| GESTELLTE AUFGABE 1 |
Sammeln Sie aus den Zeilen, die auf den Textauszug folgen, jede heraus, in der das Wort „blue“ vorkommt, und geben Sie diese unverändert wieder.

| TEXTAUSZUG |
+-------+

Haushaltsrede zum Haushalt 2023

von Dr. Volker Brand, Vorsitzender der Fraktion Die GRÜNEN im Rat der Stadt Bad Oeynhausen
(Ratssitzung am 21.12.2022)

Sehr geehrter Herr Bürgermeister,
sehr geehrte Damen und Herren,

manchmal geschehen innerhalb eines Jahres Dinge, die uns ratlos, ohnmächtig und zweifelnd zurücklassen. Ich glaube, wir stehen an einem epochalen Wendepunkt. Diese Vielfalt von Krisen und Kriegsereignissen, Drohpotenzialen und Belastungen scheint uns alle schlichtweg zu überrennen und zu überfordern. Da gibt es bei vielen von uns eine tiefe Sehnsucht nach innerem Rückzug, nach innerer Flucht. Und doch sollten wir lernen, zu unterscheiden: Was können wir ändern und wo können wir noch Einfluss nehmen?

Dr. Volker Brand
Kürzlich gab es in der Wandelhalle einen beeindruckenden Vortrag von Stefan Rahmstorf, Professor am Potsdamer Institut für Klimafolgenanpassung. In einem Grußwort wies unser Bürgermeister darauf hin, was in dieser Stadt alles getan wird unter dem Topos Klimaschutz. Alles richtig – und doch halte ich die Perspektive für grundfalsch, eine positive Leistungsbilanz der Stadt zu akzentuieren. Das führt zu einer nachlassenden Motivation und zur Selbstgerechtigkeit. Die Wahrheit ist, es bedarf einer gewaltigen Kraftanstrengung der öffentlichen Hände von weltweit bis hin nach Bad Oeynhausen, um das Allerschlimmste noch abzuwenden. Selbstzufriedenheit ist hier die Todsünde. Sie führt zu Lethargie. Der Worte sind genug gewechselt, jetzt zählt das Handeln.

+-------+

| GESTELLTE AUFGABE 2 |
Führen Sie die obenstehende Haushaltsrede zum Haushalt 2023 im Anschluss an ihren letzten Satz weiter.

| ÜBUNGSMATERIAL |
+-------+

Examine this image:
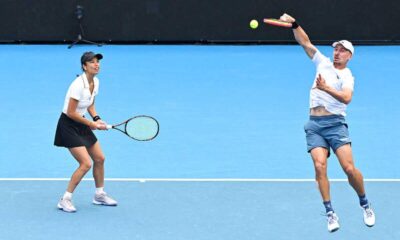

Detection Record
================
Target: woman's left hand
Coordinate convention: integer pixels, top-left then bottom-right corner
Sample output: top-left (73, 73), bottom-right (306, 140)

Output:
top-left (96, 119), bottom-right (108, 130)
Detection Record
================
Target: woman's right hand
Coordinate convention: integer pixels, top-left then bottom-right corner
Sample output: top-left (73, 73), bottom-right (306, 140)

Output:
top-left (89, 122), bottom-right (107, 130)
top-left (279, 13), bottom-right (296, 23)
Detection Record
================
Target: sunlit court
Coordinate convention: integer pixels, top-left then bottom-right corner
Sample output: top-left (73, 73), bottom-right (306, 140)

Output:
top-left (0, 0), bottom-right (400, 240)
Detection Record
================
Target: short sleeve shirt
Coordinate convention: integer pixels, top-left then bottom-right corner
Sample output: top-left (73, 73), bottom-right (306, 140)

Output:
top-left (310, 51), bottom-right (354, 116)
top-left (63, 73), bottom-right (99, 116)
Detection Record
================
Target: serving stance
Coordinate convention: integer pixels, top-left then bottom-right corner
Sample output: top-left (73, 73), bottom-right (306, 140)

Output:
top-left (280, 14), bottom-right (375, 232)
top-left (54, 52), bottom-right (117, 212)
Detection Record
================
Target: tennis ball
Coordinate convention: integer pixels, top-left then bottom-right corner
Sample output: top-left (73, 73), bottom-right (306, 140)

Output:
top-left (250, 19), bottom-right (258, 29)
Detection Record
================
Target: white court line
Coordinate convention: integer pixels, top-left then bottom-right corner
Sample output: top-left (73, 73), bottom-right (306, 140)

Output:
top-left (0, 178), bottom-right (400, 182)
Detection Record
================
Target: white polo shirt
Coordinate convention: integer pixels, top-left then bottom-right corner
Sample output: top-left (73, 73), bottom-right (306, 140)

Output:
top-left (63, 73), bottom-right (99, 116)
top-left (310, 51), bottom-right (354, 116)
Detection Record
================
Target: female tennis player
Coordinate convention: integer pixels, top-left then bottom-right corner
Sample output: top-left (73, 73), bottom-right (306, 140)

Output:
top-left (54, 52), bottom-right (117, 212)
top-left (280, 14), bottom-right (375, 232)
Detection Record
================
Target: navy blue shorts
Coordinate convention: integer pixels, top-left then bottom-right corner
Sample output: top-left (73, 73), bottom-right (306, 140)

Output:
top-left (304, 115), bottom-right (351, 156)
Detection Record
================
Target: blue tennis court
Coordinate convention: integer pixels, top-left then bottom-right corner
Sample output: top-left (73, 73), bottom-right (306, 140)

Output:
top-left (0, 45), bottom-right (400, 240)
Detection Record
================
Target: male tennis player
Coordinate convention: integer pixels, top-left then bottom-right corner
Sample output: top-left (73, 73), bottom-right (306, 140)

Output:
top-left (280, 13), bottom-right (375, 232)
top-left (54, 52), bottom-right (117, 212)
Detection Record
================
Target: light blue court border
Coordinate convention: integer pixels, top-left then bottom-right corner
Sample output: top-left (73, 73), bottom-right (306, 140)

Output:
top-left (0, 181), bottom-right (400, 240)
top-left (0, 45), bottom-right (400, 179)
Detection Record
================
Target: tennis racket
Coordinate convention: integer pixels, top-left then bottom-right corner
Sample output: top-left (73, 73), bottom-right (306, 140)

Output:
top-left (107, 115), bottom-right (160, 141)
top-left (264, 18), bottom-right (292, 28)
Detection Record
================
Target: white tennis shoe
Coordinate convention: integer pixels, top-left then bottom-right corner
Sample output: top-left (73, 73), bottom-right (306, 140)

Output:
top-left (326, 211), bottom-right (340, 232)
top-left (361, 204), bottom-right (375, 227)
top-left (93, 192), bottom-right (118, 206)
top-left (57, 198), bottom-right (76, 213)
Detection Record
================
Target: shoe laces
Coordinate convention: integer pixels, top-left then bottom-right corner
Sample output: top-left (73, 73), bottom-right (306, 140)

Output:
top-left (364, 205), bottom-right (374, 218)
top-left (64, 199), bottom-right (74, 208)
top-left (324, 212), bottom-right (338, 224)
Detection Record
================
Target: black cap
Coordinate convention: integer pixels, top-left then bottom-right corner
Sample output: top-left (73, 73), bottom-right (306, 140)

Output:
top-left (81, 52), bottom-right (103, 64)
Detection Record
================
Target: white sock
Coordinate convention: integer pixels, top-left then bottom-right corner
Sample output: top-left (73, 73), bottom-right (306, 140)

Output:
top-left (63, 191), bottom-right (72, 199)
top-left (96, 187), bottom-right (104, 194)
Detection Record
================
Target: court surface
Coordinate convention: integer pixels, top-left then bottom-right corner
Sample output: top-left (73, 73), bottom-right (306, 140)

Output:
top-left (0, 45), bottom-right (400, 240)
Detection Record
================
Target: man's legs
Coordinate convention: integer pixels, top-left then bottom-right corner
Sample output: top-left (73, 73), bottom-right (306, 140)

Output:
top-left (335, 144), bottom-right (375, 227)
top-left (310, 147), bottom-right (339, 232)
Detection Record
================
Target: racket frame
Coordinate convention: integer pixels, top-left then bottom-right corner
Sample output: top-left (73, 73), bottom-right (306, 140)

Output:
top-left (264, 18), bottom-right (292, 28)
top-left (107, 115), bottom-right (160, 141)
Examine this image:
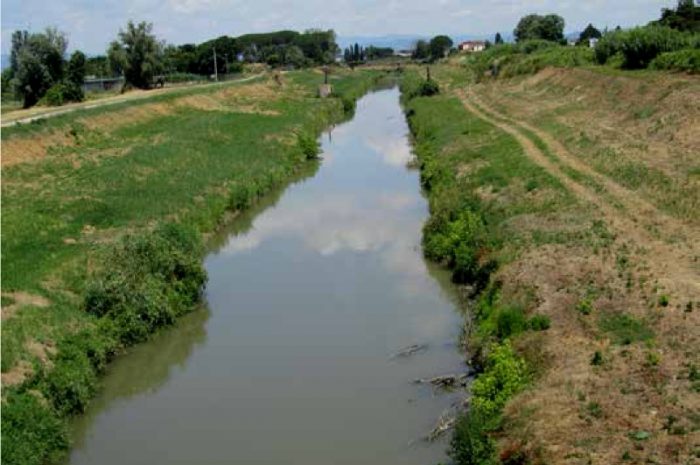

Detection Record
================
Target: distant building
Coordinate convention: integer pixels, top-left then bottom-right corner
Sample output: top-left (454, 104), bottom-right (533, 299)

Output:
top-left (83, 76), bottom-right (124, 92)
top-left (457, 40), bottom-right (486, 53)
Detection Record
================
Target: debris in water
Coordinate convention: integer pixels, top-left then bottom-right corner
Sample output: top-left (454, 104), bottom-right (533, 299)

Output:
top-left (391, 344), bottom-right (428, 359)
top-left (414, 373), bottom-right (469, 388)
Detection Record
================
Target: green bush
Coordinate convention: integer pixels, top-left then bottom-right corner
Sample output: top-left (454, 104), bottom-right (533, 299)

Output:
top-left (297, 133), bottom-right (321, 160)
top-left (527, 315), bottom-right (552, 331)
top-left (423, 209), bottom-right (496, 287)
top-left (450, 342), bottom-right (527, 465)
top-left (496, 307), bottom-right (527, 340)
top-left (42, 345), bottom-right (97, 415)
top-left (2, 392), bottom-right (69, 465)
top-left (516, 39), bottom-right (561, 54)
top-left (85, 224), bottom-right (206, 345)
top-left (649, 48), bottom-right (700, 74)
top-left (449, 410), bottom-right (498, 465)
top-left (165, 73), bottom-right (209, 83)
top-left (471, 341), bottom-right (527, 417)
top-left (595, 26), bottom-right (698, 69)
top-left (417, 79), bottom-right (440, 97)
top-left (591, 350), bottom-right (604, 366)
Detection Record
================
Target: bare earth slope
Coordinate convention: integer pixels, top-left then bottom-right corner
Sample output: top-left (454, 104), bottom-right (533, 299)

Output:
top-left (445, 69), bottom-right (700, 464)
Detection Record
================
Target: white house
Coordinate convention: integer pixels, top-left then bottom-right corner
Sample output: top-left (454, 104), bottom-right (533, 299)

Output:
top-left (457, 40), bottom-right (486, 53)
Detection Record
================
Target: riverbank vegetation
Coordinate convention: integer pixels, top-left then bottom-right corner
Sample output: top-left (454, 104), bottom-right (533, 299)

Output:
top-left (2, 70), bottom-right (384, 465)
top-left (402, 12), bottom-right (700, 458)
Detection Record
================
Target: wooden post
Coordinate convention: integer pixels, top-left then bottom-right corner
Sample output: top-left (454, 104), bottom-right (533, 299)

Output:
top-left (214, 47), bottom-right (219, 82)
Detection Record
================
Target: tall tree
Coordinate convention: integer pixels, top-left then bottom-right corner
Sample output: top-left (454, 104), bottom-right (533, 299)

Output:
top-left (413, 40), bottom-right (430, 60)
top-left (10, 28), bottom-right (68, 108)
top-left (576, 24), bottom-right (603, 45)
top-left (66, 50), bottom-right (87, 86)
top-left (107, 21), bottom-right (163, 89)
top-left (429, 35), bottom-right (452, 60)
top-left (513, 15), bottom-right (564, 42)
top-left (654, 0), bottom-right (700, 32)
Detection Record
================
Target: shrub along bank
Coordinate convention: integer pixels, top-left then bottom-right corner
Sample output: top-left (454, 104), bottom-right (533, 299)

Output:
top-left (401, 72), bottom-right (573, 465)
top-left (2, 71), bottom-right (382, 465)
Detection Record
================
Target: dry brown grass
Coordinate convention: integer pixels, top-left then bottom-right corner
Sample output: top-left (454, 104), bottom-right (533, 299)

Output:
top-left (499, 236), bottom-right (700, 464)
top-left (474, 68), bottom-right (700, 221)
top-left (458, 70), bottom-right (700, 464)
top-left (1, 76), bottom-right (281, 167)
top-left (2, 291), bottom-right (50, 320)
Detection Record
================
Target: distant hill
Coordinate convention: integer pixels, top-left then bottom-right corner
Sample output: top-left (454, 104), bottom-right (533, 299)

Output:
top-left (337, 31), bottom-right (581, 50)
top-left (337, 32), bottom-right (513, 50)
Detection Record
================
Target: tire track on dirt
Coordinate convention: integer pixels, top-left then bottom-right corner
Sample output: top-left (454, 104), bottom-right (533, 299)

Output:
top-left (467, 92), bottom-right (700, 255)
top-left (457, 91), bottom-right (700, 300)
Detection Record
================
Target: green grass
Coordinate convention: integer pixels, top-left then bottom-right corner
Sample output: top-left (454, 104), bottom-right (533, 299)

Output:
top-left (402, 68), bottom-right (589, 464)
top-left (598, 313), bottom-right (654, 345)
top-left (2, 71), bottom-right (382, 464)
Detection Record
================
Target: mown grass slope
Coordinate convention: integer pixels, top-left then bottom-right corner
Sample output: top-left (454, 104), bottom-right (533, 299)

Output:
top-left (2, 71), bottom-right (381, 464)
top-left (404, 63), bottom-right (700, 464)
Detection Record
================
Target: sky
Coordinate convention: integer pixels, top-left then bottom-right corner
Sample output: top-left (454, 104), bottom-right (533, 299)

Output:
top-left (0, 0), bottom-right (676, 54)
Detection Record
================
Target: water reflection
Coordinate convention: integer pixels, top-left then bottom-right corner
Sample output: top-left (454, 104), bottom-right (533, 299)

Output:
top-left (72, 307), bottom-right (210, 449)
top-left (71, 89), bottom-right (462, 465)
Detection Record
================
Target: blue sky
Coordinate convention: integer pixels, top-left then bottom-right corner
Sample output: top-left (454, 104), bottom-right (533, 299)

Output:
top-left (1, 0), bottom-right (676, 54)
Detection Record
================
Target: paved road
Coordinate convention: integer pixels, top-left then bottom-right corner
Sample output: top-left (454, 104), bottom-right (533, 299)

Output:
top-left (0, 73), bottom-right (263, 128)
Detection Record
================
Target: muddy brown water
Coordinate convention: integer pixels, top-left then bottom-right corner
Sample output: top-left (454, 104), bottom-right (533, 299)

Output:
top-left (70, 88), bottom-right (465, 465)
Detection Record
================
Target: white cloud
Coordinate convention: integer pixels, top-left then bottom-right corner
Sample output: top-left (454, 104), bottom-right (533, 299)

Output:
top-left (2, 0), bottom-right (676, 53)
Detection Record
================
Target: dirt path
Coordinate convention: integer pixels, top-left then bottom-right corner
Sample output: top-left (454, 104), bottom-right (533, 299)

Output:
top-left (0, 73), bottom-right (262, 128)
top-left (458, 91), bottom-right (700, 300)
top-left (468, 89), bottom-right (700, 246)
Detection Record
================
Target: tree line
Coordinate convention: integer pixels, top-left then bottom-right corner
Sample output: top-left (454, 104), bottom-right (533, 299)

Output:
top-left (343, 42), bottom-right (394, 66)
top-left (2, 21), bottom-right (339, 108)
top-left (410, 0), bottom-right (700, 61)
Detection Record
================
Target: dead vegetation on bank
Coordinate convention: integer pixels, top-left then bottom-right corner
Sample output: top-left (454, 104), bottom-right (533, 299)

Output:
top-left (415, 65), bottom-right (700, 465)
top-left (1, 79), bottom-right (288, 167)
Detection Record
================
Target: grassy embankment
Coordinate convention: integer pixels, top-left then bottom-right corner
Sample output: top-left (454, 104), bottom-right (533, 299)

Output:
top-left (2, 66), bottom-right (386, 464)
top-left (403, 56), bottom-right (700, 464)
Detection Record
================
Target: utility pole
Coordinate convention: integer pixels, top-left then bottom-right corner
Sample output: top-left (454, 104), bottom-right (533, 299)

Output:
top-left (214, 47), bottom-right (219, 82)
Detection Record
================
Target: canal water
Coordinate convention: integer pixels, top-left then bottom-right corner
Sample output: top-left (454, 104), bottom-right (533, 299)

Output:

+-------+

| SCHRIFTLICHE ANTWORT 1 |
Target: navy blue shorts
Target: blue tennis court
Target: light blue court border
Target: blue sky

| SCHRIFTLICHE ANTWORT 2 |
Es ist die zentrale Daseinsaufgabe der Menschheit. Wir haben keine Zeit mehr, mit ignoranten Klimawandelleugnern über Dinge zu diskutieren, die von der Forschung ernsthaft gar nicht in Frage gestellt werden: Stefan Rahmstorf im November: „Der Klimawandel ist zu 100% von Menschen gemacht.“ Und ich darf aus dem Spiegel (H. 45/2022, S.10ff) zitieren: „Die Reaktionen deutscher Kommunen auf solche Trends sind unterschiedlich. Manche mühen sich nach Kräften, manche scheitern schon an den Anträgen auf Förderung durch die EU, und andernorts hat es der Begriff Klimaanpassung nicht mal auf die Todo – Liste für 2023 geschafft. Dabei steht die Notwendigkeit, Vorsorge zu treffen, außer Frage. Die Wissenschaft hat alle Daten parat. Es gibt keine Erkenntnislücke, es gibt ein Umsetzungsproblem. Und die Zeit wird knapp.(…)

Es gibt Fälle, da schmücken sich Bürgermeister mit einer Klimaanpassungsmanagerin, die sie ja zwei Jahre lang fast nichts kostet, lassen sie aber beim Umsetzen von Ideen gegen Wände rennen.“

Rahmstorf hat eindrucksvoll dargelegt, dass viele Politiker es einfach nicht begreifen wollen, dass es ein kapitaler Fehler ist, wenn man heute nicht handelt. Dann käme die Menschheit halt mit Verspätung ans Ziel.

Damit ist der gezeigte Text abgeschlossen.